#### [Work required]
Copy out the records precisely, omitting pictures.

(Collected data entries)

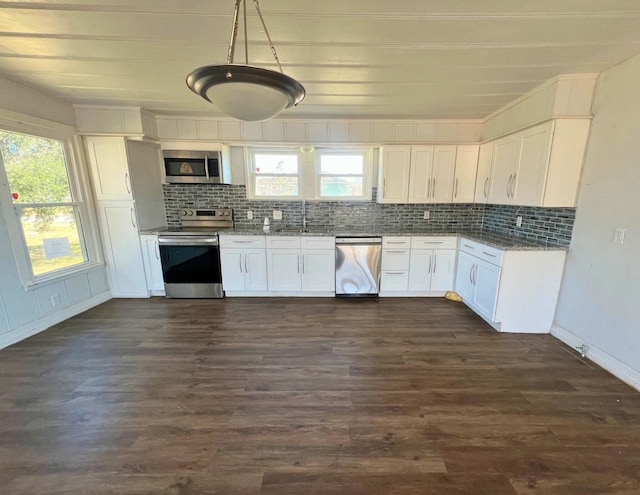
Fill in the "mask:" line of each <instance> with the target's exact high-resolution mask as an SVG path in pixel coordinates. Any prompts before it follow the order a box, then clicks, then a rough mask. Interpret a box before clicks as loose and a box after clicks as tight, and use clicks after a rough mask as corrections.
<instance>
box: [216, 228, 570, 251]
mask: <svg viewBox="0 0 640 495" xmlns="http://www.w3.org/2000/svg"><path fill="white" fill-rule="evenodd" d="M220 235H270V236H271V235H275V236H282V235H284V236H328V237H333V236H349V237H356V236H370V237H371V236H392V235H393V236H445V237H465V238H467V239H470V240H472V241H477V242H480V243H482V244H486V245H488V246H491V247H495V248H497V249H502V250H507V251H566V250H567V248H566V247H562V246H548V245H546V244H542V243H535V242H532V241H530V240H527V239H519V238H516V237H511V236H507V235H501V234H491V233H487V232H480V231H477V230H473V231H467V230H460V231H454V230H433V229H429V230H427V229H410V230H409V229H397V228H396V229H390V228H376V227H375V226H372V227H371V228H369V229H363V228H335V229H332V228H328V229H314V228H309V229H308V230H307V231H304V232H302V231H301V229H297V228H291V229H289V228H285V229H280V230H279V229H278V228H277V227H276V228H275V229H273V230H271V229H270V230H269V232H263V231H262V228H259V229H257V228H256V229H247V228H235V229H233V230H225V231H221V232H220Z"/></svg>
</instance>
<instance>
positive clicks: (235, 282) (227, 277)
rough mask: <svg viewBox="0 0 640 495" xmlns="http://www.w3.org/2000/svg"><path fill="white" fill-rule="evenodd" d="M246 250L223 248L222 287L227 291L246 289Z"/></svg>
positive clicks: (238, 290) (220, 254) (234, 290)
mask: <svg viewBox="0 0 640 495" xmlns="http://www.w3.org/2000/svg"><path fill="white" fill-rule="evenodd" d="M244 254H245V253H244V251H243V250H242V249H221V250H220V265H221V267H222V287H223V288H224V290H226V291H244V290H245V283H244Z"/></svg>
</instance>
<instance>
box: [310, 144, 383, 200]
mask: <svg viewBox="0 0 640 495" xmlns="http://www.w3.org/2000/svg"><path fill="white" fill-rule="evenodd" d="M323 155H359V156H362V158H363V161H362V162H363V163H362V174H323V173H322V169H321V161H322V156H323ZM372 157H373V150H372V148H362V147H354V148H349V147H316V148H315V150H314V158H315V159H314V162H315V168H314V182H315V184H314V199H316V200H319V201H371V195H372V187H373V183H372V177H371V175H372V168H373V166H372V164H373V160H372ZM323 177H362V194H361V195H360V196H323V195H322V191H321V188H322V178H323Z"/></svg>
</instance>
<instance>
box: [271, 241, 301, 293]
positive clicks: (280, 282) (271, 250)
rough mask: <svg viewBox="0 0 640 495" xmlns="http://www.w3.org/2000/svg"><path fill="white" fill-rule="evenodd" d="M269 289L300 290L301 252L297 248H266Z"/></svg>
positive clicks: (272, 290)
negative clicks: (280, 248)
mask: <svg viewBox="0 0 640 495" xmlns="http://www.w3.org/2000/svg"><path fill="white" fill-rule="evenodd" d="M267 268H268V273H269V290H271V291H300V289H301V287H302V286H301V277H302V268H301V254H300V251H299V250H297V249H268V250H267Z"/></svg>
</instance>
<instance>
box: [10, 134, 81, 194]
mask: <svg viewBox="0 0 640 495" xmlns="http://www.w3.org/2000/svg"><path fill="white" fill-rule="evenodd" d="M0 153H2V160H3V161H4V166H5V170H6V172H7V177H8V179H9V187H10V188H11V193H12V195H13V198H14V201H15V202H16V203H69V202H71V192H70V189H69V178H68V176H67V166H66V163H65V159H64V149H63V147H62V143H61V142H60V141H55V140H53V139H44V138H41V137H36V136H27V135H26V134H16V133H13V132H4V131H0Z"/></svg>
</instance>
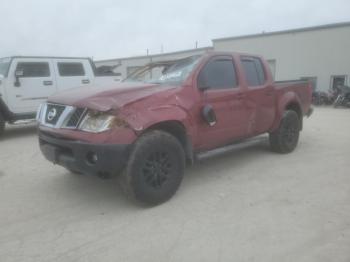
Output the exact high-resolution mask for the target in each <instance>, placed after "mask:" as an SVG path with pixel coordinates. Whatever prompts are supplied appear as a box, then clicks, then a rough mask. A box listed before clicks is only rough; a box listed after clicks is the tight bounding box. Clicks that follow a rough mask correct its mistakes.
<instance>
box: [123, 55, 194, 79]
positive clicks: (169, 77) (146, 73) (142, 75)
mask: <svg viewBox="0 0 350 262" xmlns="http://www.w3.org/2000/svg"><path fill="white" fill-rule="evenodd" d="M200 58H201V56H200V55H197V56H190V57H187V58H184V59H181V60H173V61H162V62H154V63H151V64H148V65H146V66H144V67H142V68H140V69H138V70H136V71H135V72H134V73H132V74H130V75H129V76H128V77H127V78H126V79H125V80H124V81H125V82H134V81H137V82H144V83H153V84H169V83H172V84H181V83H182V82H183V81H185V80H186V78H187V77H188V76H189V75H190V73H191V72H192V70H193V69H194V67H195V66H196V65H197V63H198V62H199V60H200Z"/></svg>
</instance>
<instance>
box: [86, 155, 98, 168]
mask: <svg viewBox="0 0 350 262" xmlns="http://www.w3.org/2000/svg"><path fill="white" fill-rule="evenodd" d="M86 160H87V161H88V163H89V164H91V165H94V164H96V162H97V160H98V157H97V154H96V153H93V152H89V153H87V155H86Z"/></svg>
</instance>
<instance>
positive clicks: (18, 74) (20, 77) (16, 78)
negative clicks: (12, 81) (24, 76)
mask: <svg viewBox="0 0 350 262" xmlns="http://www.w3.org/2000/svg"><path fill="white" fill-rule="evenodd" d="M23 76H24V71H23V70H16V71H15V78H16V81H15V87H20V86H21V82H20V81H19V79H20V78H21V77H23Z"/></svg>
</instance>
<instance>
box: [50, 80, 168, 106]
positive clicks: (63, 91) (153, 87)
mask: <svg viewBox="0 0 350 262" xmlns="http://www.w3.org/2000/svg"><path fill="white" fill-rule="evenodd" d="M172 88H174V87H173V86H161V85H158V84H146V83H118V84H115V85H113V86H109V87H100V86H91V87H78V88H73V89H70V90H65V91H63V92H59V93H56V94H55V95H53V96H51V97H49V99H48V101H49V102H51V103H57V104H63V105H70V106H75V107H83V108H90V109H95V110H98V111H103V112H105V111H109V110H111V109H117V108H120V107H122V106H124V105H126V104H128V103H131V102H135V101H137V100H140V99H143V98H145V97H148V96H150V95H153V94H155V93H159V92H162V91H165V90H169V89H172Z"/></svg>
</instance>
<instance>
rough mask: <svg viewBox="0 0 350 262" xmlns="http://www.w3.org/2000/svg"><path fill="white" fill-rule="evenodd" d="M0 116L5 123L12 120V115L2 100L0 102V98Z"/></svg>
mask: <svg viewBox="0 0 350 262" xmlns="http://www.w3.org/2000/svg"><path fill="white" fill-rule="evenodd" d="M0 114H1V115H2V116H3V118H4V119H5V121H9V120H11V119H12V118H13V113H12V112H11V111H10V109H9V108H8V107H7V105H6V104H5V102H4V100H2V98H1V96H0Z"/></svg>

#### [Result of this task]
Fill in the "mask:" line of each <instance> with the target's exact high-resolution mask as an SVG path in pixel coordinates. Any prompts before it follow the order a box, then clicks, then a rough mask. Interpret a box before clicks as loose and a box after clicks as tight, and use clicks after a rough mask as corrections.
<instance>
box: [216, 228, 570, 251]
mask: <svg viewBox="0 0 640 495" xmlns="http://www.w3.org/2000/svg"><path fill="white" fill-rule="evenodd" d="M220 235H270V236H271V235H275V236H282V235H284V236H328V237H333V236H349V237H356V236H370V237H371V236H392V235H393V236H445V237H465V238H467V239H470V240H472V241H477V242H480V243H482V244H486V245H488V246H491V247H495V248H497V249H502V250H507V251H566V250H567V248H566V247H562V246H548V245H546V244H542V243H535V242H532V241H530V240H527V239H519V238H516V237H511V236H507V235H501V234H491V233H487V232H480V231H477V230H473V231H467V230H460V231H454V230H433V229H429V230H427V229H410V230H409V229H397V228H396V229H390V228H376V227H375V226H372V227H371V228H369V229H363V228H335V229H332V228H328V229H314V228H309V229H308V230H307V231H304V232H302V231H301V229H297V228H291V229H289V228H285V229H280V230H279V229H278V228H277V227H276V228H275V229H273V230H271V229H270V230H269V232H263V231H262V228H259V229H257V228H256V229H247V228H235V229H233V230H225V231H221V232H220Z"/></svg>
</instance>
<instance>
positive clicks: (235, 282) (227, 277)
rough mask: <svg viewBox="0 0 640 495" xmlns="http://www.w3.org/2000/svg"><path fill="white" fill-rule="evenodd" d="M246 250L223 248L222 287L227 291L246 289Z"/></svg>
positive clicks: (238, 290) (220, 254) (234, 290)
mask: <svg viewBox="0 0 640 495" xmlns="http://www.w3.org/2000/svg"><path fill="white" fill-rule="evenodd" d="M244 254H245V253H244V251H243V250H242V249H221V250H220V265H221V267H222V287H223V288H224V290H226V291H244V290H245V283H244Z"/></svg>
</instance>
<instance>
box: [310, 144, 383, 200]
mask: <svg viewBox="0 0 640 495" xmlns="http://www.w3.org/2000/svg"><path fill="white" fill-rule="evenodd" d="M323 155H359V156H362V158H363V161H362V162H363V163H362V174H323V173H322V169H321V161H322V156H323ZM372 157H373V150H372V148H362V147H354V148H349V147H316V148H315V150H314V158H315V159H314V162H315V168H314V182H315V184H314V199H316V200H319V201H371V195H372V187H373V183H372V177H371V175H372V168H373V166H372V164H373V160H372ZM323 177H362V194H361V195H360V196H323V195H322V191H321V188H322V178H323Z"/></svg>
</instance>
<instance>
box: [271, 241, 301, 293]
positive clicks: (280, 282) (271, 250)
rough mask: <svg viewBox="0 0 640 495" xmlns="http://www.w3.org/2000/svg"><path fill="white" fill-rule="evenodd" d="M269 289L300 290L301 252L297 248H266Z"/></svg>
positive clicks: (272, 290)
negative clicks: (280, 248)
mask: <svg viewBox="0 0 640 495" xmlns="http://www.w3.org/2000/svg"><path fill="white" fill-rule="evenodd" d="M267 268H268V273H269V290H271V291H300V289H301V287H302V286H301V277H302V268H301V254H300V251H299V250H297V249H268V250H267Z"/></svg>
</instance>
<instance>
box: [10, 134, 81, 194]
mask: <svg viewBox="0 0 640 495" xmlns="http://www.w3.org/2000/svg"><path fill="white" fill-rule="evenodd" d="M0 153H2V160H3V161H4V166H5V170H6V172H7V177H8V179H9V187H10V188H11V193H12V195H13V198H14V201H15V202H16V203H69V202H71V192H70V189H69V178H68V176H67V166H66V163H65V159H64V149H63V147H62V143H61V142H60V141H55V140H53V139H44V138H41V137H36V136H27V135H26V134H16V133H13V132H4V131H0Z"/></svg>
</instance>
Output the exact high-resolution mask for the target in each <instance>, placed after "mask:" as an SVG path with pixel coordinates. Whatever prompts are supplied appear as a box, then clicks, then a rough mask. A box listed before clicks is only rough; a box listed after clicks is the tight bounding box. Clicks that follow a rough mask correct its mistakes.
<instance>
box: [123, 55, 194, 79]
positive clicks: (169, 77) (146, 73) (142, 75)
mask: <svg viewBox="0 0 350 262" xmlns="http://www.w3.org/2000/svg"><path fill="white" fill-rule="evenodd" d="M200 58H201V56H200V55H197V56H190V57H187V58H184V59H181V60H173V61H162V62H154V63H151V64H148V65H146V66H144V67H142V68H140V69H138V70H136V71H135V72H134V73H132V74H130V75H129V76H128V77H127V78H126V79H125V80H124V81H125V82H134V81H137V82H144V83H153V84H169V83H172V84H181V83H182V82H183V81H185V80H186V78H187V77H188V76H189V75H190V73H191V72H192V70H193V69H194V67H195V66H196V65H197V63H198V62H199V60H200Z"/></svg>
</instance>
<instance>
box: [86, 155, 98, 168]
mask: <svg viewBox="0 0 350 262" xmlns="http://www.w3.org/2000/svg"><path fill="white" fill-rule="evenodd" d="M86 160H87V161H88V163H89V164H91V165H94V164H96V162H97V160H98V157H97V154H96V153H93V152H89V153H87V155H86Z"/></svg>
</instance>
<instance>
positive clicks: (18, 74) (20, 77) (16, 78)
negative clicks: (12, 81) (24, 76)
mask: <svg viewBox="0 0 350 262" xmlns="http://www.w3.org/2000/svg"><path fill="white" fill-rule="evenodd" d="M23 76H24V71H23V70H16V71H15V78H16V81H15V87H20V86H21V82H20V81H19V79H20V78H21V77H23Z"/></svg>
</instance>
<instance>
box: [50, 80, 168, 106]
positive clicks: (63, 91) (153, 87)
mask: <svg viewBox="0 0 350 262" xmlns="http://www.w3.org/2000/svg"><path fill="white" fill-rule="evenodd" d="M172 88H174V87H173V86H161V85H158V84H146V83H118V84H115V85H113V86H109V87H100V86H91V87H78V88H73V89H70V90H65V91H63V92H59V93H56V94H55V95H53V96H51V97H49V99H48V101H49V102H51V103H57V104H63V105H70V106H75V107H83V108H90V109H95V110H98V111H103V112H105V111H109V110H111V109H117V108H120V107H122V106H124V105H126V104H128V103H131V102H135V101H137V100H140V99H143V98H145V97H148V96H150V95H153V94H155V93H159V92H162V91H165V90H169V89H172Z"/></svg>
</instance>
<instance>
rough mask: <svg viewBox="0 0 350 262" xmlns="http://www.w3.org/2000/svg"><path fill="white" fill-rule="evenodd" d="M0 116L5 123L12 120V115L2 100L0 102V98Z"/></svg>
mask: <svg viewBox="0 0 350 262" xmlns="http://www.w3.org/2000/svg"><path fill="white" fill-rule="evenodd" d="M0 114H1V115H2V116H3V118H4V119H5V121H9V120H11V119H12V118H13V113H12V112H11V111H10V109H9V108H8V107H7V105H6V104H5V102H4V100H2V98H1V96H0Z"/></svg>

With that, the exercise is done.